### [Instruction]
Please copy the Iraq news story from "Last week, Iraq's" to "support for al-Maliki.", and swap "Jordan" for "Egypt".

### [Selected text]

Saturday, November 25, 2006

Iraqi Leader in Crisis Ahead of Bush Visit



BAGHDAD, Iraq (Nov. 25) -- Iraq's Shiite prime minister, struggling to prevent sectarian violence from sending Iraq into full-fledged civil war, is facing strong criticism from top Shiite and Sunni Arab leaders alike as he prepares for a summit with President Bush next week.

On Saturday, a prominent Sunni religious leader warned that Iraq's escalating sectarian violence will spread throughout the Middle East unless the international community withdraws support for Prime Minister Nouri al-Maliki's government.

"I call on the Arab states, the Arab League and the United Nations to stop this government and withdraw its support from it. Otherwise, the disaster will occur and the turmoil will happen in Iraq and other countries," said Sheik Harith al-Dhari, who heads the Association of Muslim Scholars.

Last week, Iraq's Interior Ministry issued an arrest warrant against al-Dhari, saying he was wanted for inciting violence and terrorism.

On the other side of Iraq's sectarian divide, Shiite politicians loyal to the radical anti-American Shiite cleric Muqtada al-Sadr have threatened to boycott parliament and the Cabinet if al-Maliki goes ahead with the planned summit in Jordan on Wednesday and Thursday. The political bloc, known as Sadrists, is a mainstay of support for al-Maliki.

The White House has said the meeting is still on.

### [Supplied information]
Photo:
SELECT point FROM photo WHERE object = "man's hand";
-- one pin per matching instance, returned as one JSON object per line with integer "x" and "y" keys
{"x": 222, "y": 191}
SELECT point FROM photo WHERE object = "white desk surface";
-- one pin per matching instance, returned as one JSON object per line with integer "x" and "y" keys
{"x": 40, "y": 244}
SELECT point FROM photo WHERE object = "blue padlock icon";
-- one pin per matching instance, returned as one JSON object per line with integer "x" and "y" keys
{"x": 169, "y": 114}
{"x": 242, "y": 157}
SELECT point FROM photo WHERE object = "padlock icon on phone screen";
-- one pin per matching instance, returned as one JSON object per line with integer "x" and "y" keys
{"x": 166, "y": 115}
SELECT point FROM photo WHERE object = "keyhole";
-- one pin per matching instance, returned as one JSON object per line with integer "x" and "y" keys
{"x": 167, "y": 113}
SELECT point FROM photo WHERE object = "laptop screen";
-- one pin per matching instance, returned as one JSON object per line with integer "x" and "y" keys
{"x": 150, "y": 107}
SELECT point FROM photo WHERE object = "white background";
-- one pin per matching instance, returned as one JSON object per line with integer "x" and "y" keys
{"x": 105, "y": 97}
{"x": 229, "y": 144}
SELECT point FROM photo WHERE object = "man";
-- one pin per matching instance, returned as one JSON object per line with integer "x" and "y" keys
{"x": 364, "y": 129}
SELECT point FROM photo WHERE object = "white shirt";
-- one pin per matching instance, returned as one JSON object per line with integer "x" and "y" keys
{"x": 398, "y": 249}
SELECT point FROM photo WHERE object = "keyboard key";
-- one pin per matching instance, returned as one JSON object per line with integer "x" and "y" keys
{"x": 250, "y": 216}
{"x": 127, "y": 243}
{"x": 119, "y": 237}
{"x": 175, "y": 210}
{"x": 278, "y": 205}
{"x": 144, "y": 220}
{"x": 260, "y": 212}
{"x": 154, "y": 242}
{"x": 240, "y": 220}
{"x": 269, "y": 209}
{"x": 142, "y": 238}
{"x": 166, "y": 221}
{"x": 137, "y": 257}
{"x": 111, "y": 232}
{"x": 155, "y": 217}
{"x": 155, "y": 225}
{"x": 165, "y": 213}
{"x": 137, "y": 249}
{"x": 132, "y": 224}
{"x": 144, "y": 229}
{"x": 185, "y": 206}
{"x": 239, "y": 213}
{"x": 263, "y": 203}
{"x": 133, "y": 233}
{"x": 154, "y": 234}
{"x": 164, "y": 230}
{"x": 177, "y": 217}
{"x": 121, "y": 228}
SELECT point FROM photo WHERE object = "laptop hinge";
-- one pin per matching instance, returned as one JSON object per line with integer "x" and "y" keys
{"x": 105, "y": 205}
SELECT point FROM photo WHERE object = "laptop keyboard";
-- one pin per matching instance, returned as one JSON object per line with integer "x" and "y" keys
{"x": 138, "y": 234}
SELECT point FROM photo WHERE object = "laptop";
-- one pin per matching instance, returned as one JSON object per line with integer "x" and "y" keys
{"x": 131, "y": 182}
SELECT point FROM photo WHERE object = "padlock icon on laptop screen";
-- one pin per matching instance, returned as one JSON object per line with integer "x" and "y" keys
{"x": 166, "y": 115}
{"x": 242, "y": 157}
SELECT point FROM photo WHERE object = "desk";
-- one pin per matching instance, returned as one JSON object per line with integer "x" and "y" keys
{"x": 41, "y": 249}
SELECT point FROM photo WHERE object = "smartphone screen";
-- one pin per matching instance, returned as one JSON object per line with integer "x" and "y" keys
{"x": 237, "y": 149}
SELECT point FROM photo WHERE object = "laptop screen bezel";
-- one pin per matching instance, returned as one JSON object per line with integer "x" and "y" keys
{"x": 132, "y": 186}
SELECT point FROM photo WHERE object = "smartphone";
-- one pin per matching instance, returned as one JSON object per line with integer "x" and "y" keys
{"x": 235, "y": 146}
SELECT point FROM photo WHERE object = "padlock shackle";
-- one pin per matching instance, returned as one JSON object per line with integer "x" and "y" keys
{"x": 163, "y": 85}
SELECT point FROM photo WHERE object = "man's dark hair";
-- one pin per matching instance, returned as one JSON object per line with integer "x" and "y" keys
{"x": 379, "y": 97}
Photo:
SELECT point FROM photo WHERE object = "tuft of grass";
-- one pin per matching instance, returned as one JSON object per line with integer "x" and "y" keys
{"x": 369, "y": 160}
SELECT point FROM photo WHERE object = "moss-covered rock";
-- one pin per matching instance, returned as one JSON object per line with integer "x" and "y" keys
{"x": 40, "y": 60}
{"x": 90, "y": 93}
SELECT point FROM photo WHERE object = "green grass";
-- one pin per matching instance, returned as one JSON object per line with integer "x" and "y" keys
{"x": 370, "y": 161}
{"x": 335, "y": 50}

### [The answer]
Last week, Iraq's Interior Ministry issued an arrest warrant against al-Dhari, saying he was wanted for inciting violence and terrorism.

On the other side of Iraq's sectarian divide, Shiite politicians loyal to the radical anti-American Shiite cleric Muqtada al-Sadr have threatened to boycott parliament and the Cabinet if al-Maliki goes ahead with the planned summit in Egypt on Wednesday and Thursday. The political bloc, known as Sadrists, is a mainstay of support for al-Maliki.